Перепишите данные ниже, заменив «Query string» на «Search term» во всех местах, а всё остальное оставив без изменений.

****************

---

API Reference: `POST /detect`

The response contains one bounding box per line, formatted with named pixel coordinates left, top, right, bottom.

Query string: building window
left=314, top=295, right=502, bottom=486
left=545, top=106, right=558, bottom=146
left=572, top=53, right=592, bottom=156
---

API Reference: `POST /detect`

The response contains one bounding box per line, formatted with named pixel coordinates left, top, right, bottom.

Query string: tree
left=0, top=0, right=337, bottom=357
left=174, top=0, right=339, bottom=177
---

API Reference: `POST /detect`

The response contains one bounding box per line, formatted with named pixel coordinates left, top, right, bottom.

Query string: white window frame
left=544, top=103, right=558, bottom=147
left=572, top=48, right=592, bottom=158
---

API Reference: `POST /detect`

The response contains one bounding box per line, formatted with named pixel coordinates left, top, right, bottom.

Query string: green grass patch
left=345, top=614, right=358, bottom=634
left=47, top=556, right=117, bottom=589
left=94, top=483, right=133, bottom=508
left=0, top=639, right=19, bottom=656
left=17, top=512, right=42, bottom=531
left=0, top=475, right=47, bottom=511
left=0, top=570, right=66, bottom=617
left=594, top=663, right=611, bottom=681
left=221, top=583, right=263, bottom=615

****************

**Решение**
---

API Reference: `POST /detect`

The response contains one bounding box per line, formatted with named pixel coordinates left, top, right, bottom.

Search term: building window
left=314, top=295, right=502, bottom=486
left=545, top=106, right=558, bottom=146
left=572, top=53, right=592, bottom=156
---

API Reference: `POST /detect`

The response contains one bounding box per line, formatted with named pixel coordinates left, top, right, bottom.

Search term: tree
left=0, top=0, right=337, bottom=357
left=174, top=0, right=339, bottom=177
---

API Reference: `POST /detect`

The response contains one bounding box per line, formatted with named pixel coordinates left, top, right, bottom.

Search term: white window frame
left=544, top=103, right=558, bottom=147
left=572, top=48, right=592, bottom=158
---

API Reference: `POST /detect`

The response contains one bounding box per line, formatted with named pixel coordinates left, top, right, bottom.

Search term: green grass patch
left=345, top=614, right=358, bottom=634
left=47, top=556, right=117, bottom=589
left=94, top=483, right=133, bottom=508
left=0, top=639, right=19, bottom=656
left=17, top=512, right=42, bottom=531
left=0, top=475, right=47, bottom=511
left=0, top=570, right=66, bottom=617
left=594, top=663, right=611, bottom=681
left=221, top=583, right=263, bottom=615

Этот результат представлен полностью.